What is asked: Report every line of the material below that contains the string "pebble", copying each such line in full.

Position annotation records:
-*-*-

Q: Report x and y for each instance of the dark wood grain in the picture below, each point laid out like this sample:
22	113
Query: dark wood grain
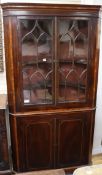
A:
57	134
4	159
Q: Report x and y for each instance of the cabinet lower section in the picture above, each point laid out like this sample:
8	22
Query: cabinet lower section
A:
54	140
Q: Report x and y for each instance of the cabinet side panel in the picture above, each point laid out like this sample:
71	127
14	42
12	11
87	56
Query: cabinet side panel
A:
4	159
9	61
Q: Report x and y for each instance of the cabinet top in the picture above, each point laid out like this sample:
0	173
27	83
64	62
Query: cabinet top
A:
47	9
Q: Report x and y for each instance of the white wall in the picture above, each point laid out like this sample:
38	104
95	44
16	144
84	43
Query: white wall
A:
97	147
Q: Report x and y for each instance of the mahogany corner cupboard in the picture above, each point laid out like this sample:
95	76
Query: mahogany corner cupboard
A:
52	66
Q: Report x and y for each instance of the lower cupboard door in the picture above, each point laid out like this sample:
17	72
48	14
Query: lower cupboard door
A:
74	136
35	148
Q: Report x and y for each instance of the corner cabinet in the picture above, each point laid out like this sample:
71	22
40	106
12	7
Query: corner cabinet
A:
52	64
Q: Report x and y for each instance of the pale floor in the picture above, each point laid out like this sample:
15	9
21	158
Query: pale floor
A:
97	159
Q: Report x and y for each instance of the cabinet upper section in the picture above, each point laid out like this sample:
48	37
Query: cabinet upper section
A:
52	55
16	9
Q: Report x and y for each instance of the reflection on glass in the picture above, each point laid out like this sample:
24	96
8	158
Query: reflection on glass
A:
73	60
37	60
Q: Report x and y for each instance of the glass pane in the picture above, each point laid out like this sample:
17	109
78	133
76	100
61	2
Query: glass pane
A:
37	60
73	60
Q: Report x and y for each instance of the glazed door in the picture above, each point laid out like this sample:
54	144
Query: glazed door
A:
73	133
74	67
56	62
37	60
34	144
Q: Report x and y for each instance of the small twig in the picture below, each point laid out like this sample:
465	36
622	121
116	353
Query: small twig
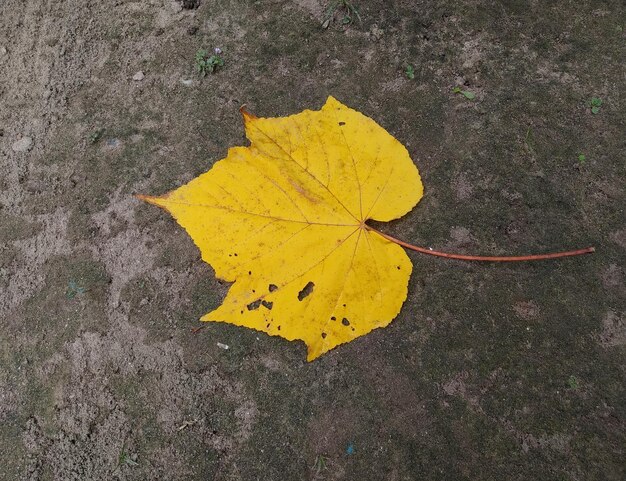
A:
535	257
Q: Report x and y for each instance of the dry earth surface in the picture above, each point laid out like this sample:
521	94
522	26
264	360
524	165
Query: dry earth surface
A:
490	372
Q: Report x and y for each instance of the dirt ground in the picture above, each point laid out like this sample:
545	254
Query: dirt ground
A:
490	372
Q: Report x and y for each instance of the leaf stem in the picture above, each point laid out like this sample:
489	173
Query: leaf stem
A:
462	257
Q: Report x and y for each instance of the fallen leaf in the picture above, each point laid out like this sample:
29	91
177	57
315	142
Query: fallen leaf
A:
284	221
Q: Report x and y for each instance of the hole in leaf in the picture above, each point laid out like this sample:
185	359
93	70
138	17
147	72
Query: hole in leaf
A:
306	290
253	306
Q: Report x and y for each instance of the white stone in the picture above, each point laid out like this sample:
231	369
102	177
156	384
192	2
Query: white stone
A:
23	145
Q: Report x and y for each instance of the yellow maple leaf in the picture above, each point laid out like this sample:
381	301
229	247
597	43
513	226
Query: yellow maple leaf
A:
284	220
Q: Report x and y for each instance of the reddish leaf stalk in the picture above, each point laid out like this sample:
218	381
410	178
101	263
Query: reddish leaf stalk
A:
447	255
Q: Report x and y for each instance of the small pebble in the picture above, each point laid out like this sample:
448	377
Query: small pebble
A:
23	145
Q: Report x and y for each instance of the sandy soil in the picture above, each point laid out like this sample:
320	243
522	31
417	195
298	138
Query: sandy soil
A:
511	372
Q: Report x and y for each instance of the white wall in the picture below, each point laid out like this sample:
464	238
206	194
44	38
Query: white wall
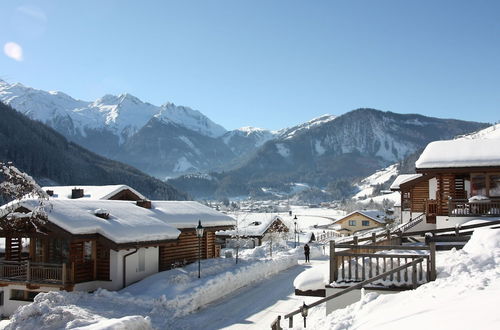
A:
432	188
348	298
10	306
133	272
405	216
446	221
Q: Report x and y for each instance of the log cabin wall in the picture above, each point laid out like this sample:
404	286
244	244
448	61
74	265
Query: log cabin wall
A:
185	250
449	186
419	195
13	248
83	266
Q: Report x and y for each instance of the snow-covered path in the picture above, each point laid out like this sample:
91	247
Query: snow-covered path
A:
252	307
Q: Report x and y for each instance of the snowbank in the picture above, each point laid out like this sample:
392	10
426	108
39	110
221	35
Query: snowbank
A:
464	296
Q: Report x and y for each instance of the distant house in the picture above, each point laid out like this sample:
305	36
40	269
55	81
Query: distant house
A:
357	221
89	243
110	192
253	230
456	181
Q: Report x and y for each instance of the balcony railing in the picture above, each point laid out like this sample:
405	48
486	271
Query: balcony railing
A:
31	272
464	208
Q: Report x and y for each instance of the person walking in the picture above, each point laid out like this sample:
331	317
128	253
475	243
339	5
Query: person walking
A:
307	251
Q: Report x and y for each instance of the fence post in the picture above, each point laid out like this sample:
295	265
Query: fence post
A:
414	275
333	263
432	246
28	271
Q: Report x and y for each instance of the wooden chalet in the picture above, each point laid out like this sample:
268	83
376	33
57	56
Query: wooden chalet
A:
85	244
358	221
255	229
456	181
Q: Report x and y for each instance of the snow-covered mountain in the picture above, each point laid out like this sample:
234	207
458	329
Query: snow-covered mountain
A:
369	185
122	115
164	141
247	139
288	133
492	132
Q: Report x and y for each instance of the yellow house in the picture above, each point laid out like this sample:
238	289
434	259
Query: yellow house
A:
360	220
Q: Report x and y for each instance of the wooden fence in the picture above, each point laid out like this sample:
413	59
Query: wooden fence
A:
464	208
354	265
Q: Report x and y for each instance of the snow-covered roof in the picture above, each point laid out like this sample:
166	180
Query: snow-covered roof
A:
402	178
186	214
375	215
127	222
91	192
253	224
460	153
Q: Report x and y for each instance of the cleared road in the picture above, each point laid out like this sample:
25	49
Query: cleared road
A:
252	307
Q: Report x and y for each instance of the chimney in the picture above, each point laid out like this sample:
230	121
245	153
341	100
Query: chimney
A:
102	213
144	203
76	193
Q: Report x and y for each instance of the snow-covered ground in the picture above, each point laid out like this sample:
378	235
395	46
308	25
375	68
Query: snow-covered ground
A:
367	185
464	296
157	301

-*-*-

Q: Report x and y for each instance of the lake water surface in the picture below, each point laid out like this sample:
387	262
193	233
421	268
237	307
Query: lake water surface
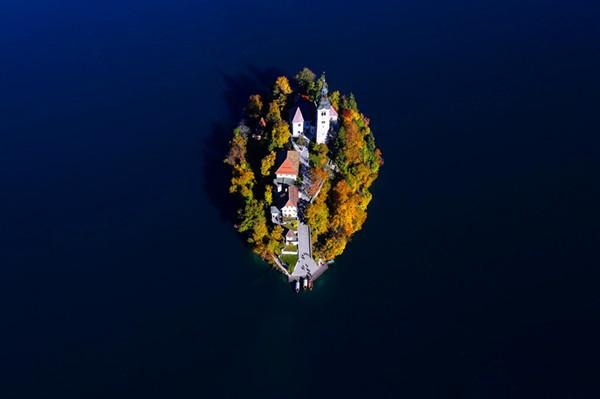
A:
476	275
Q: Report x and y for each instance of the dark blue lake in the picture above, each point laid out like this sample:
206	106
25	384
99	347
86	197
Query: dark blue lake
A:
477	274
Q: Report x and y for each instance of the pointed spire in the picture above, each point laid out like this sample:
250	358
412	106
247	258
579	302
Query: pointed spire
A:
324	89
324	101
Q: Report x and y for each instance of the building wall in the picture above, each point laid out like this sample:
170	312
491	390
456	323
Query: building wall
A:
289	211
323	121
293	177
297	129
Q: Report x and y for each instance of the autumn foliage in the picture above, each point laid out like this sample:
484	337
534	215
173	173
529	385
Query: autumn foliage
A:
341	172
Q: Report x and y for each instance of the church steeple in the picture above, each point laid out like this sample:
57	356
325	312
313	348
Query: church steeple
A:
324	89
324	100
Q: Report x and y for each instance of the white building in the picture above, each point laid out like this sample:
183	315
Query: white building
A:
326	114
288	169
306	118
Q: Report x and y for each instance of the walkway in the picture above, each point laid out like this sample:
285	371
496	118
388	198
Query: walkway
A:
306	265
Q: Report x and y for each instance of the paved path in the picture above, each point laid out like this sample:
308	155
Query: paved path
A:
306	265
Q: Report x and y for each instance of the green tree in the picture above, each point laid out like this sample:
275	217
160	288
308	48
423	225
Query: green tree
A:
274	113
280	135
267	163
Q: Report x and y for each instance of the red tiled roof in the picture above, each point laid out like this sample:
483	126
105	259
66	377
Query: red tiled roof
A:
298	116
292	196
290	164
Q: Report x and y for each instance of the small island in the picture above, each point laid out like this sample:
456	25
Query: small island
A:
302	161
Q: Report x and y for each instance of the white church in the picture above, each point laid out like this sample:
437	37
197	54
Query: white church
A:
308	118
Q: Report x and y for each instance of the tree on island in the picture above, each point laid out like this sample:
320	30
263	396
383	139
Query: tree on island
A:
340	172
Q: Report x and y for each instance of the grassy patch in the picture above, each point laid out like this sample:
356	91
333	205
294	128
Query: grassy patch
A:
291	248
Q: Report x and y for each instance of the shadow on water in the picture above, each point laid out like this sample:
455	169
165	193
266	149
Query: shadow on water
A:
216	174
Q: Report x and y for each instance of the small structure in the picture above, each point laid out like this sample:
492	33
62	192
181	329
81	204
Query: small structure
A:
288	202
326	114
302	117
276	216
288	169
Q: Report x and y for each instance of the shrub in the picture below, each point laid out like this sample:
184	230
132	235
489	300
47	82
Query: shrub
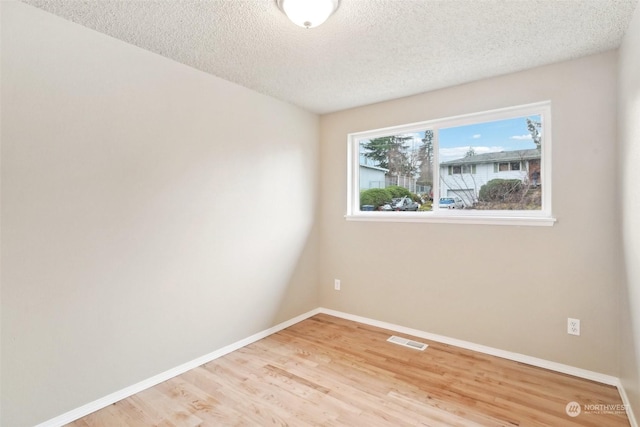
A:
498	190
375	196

-*-*-

Reply to the exercise:
Q: Report x and y for each instance of the small pebble in the picture above, each point laid out like this sample:
Query: small pebble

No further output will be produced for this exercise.